== STORED DATA
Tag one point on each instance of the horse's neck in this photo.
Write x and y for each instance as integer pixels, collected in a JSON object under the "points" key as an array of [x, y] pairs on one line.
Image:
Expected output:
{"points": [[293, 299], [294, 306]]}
====
== STORED DATA
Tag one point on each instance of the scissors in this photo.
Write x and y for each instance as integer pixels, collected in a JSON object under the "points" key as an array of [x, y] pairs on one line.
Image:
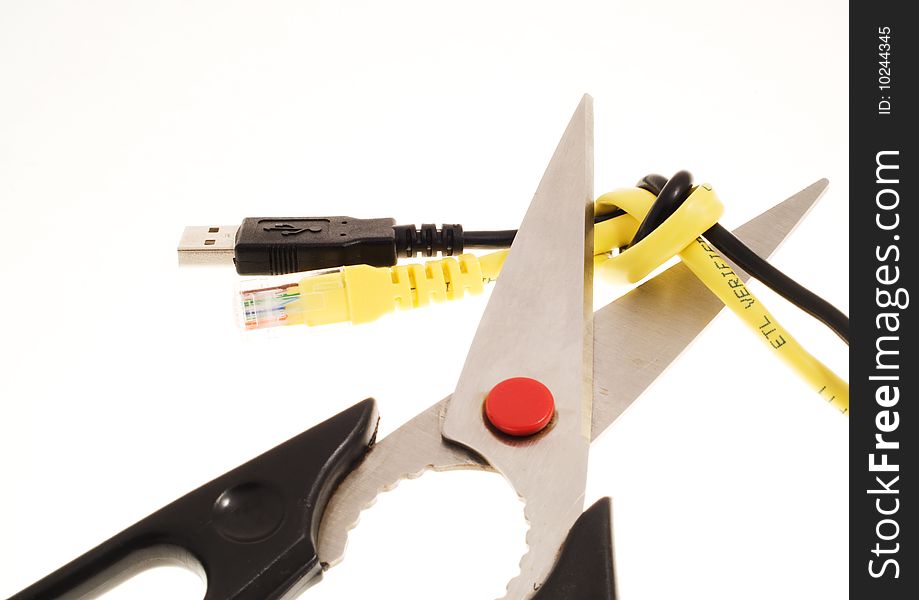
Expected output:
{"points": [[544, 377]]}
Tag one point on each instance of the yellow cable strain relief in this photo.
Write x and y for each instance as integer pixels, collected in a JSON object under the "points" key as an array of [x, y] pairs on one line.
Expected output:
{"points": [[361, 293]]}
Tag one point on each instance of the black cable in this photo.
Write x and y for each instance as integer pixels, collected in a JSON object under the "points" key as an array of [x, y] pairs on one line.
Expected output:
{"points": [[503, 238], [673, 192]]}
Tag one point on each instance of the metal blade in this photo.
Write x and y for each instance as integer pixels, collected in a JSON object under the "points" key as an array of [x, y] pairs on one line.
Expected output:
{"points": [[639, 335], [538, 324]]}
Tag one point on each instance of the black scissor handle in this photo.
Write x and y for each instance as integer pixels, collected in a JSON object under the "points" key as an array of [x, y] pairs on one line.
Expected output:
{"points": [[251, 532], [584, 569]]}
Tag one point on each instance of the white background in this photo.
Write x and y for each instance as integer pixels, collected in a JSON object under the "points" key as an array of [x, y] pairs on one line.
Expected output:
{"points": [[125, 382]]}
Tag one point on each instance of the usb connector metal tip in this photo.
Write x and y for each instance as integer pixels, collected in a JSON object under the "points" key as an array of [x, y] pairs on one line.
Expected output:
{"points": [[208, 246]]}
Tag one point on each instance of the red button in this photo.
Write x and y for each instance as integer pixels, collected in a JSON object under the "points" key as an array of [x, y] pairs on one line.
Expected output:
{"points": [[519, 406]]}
====
== STORED DATA
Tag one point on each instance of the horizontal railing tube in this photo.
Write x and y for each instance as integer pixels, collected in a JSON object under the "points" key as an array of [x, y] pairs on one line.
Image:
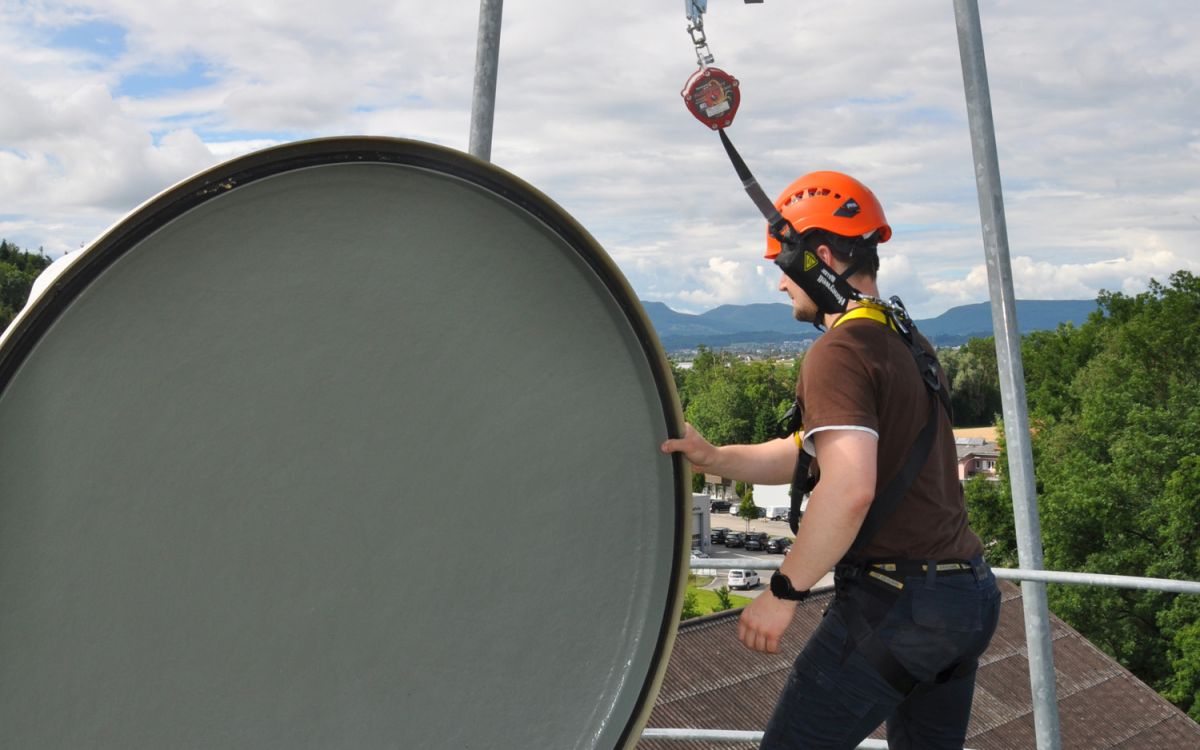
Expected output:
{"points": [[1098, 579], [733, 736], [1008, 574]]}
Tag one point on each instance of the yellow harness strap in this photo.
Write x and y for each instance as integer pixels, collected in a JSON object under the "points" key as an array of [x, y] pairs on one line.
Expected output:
====
Please find each line in the rows above that contains the string "metal", and copy every such line in full. Case counts when matching.

» ANSWER BELOW
Tag one point on each instance of the metal blade in this photo.
Tag one point on each instance of the usb connector metal tip in this photo.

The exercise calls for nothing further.